• _GOAL OF THE EXERCISE_
Only the lines from the one containing "of the wooden" through the one containing "of the shadow" should be printed, exactly as they appear below, with both ends included.

• _INFORMATION PROVIDED_
=== Section Start ===

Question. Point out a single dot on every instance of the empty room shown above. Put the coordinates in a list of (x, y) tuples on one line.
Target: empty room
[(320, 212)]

=== Section End ===
=== Section Start ===

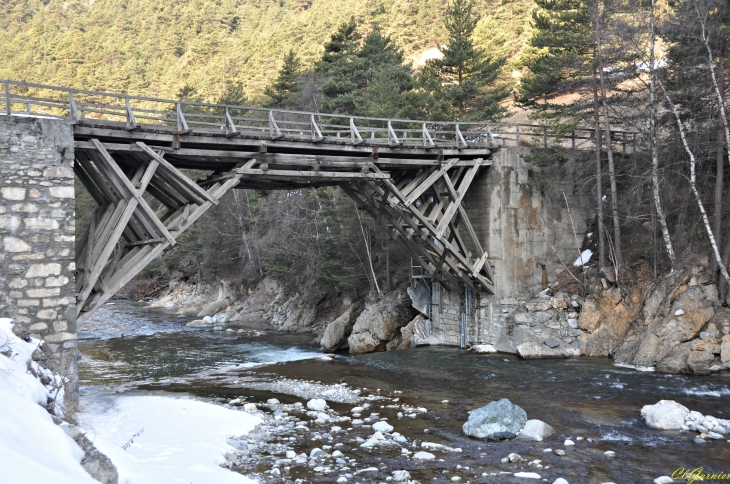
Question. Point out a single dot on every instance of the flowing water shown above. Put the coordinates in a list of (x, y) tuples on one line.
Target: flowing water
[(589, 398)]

=== Section End ===
=== Section Start ===

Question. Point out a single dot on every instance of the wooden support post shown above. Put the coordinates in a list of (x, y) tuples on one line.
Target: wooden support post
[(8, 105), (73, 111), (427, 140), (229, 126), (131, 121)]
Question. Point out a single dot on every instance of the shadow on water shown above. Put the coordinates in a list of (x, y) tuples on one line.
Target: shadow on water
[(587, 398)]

=== Section End ===

• _RESULT OF THE EXERCISE_
Question. Point out a single dot on every instance of the wooden support post shown above. Put the coordinates in a list of (x, y) tuples on one line.
Target: wooden support post
[(8, 105), (73, 111), (427, 140), (229, 126), (131, 121)]
Question. Point out a single dot on every instance of the shadow on water shown above. Put the coordinates in a list of (x, y) tuples on one line.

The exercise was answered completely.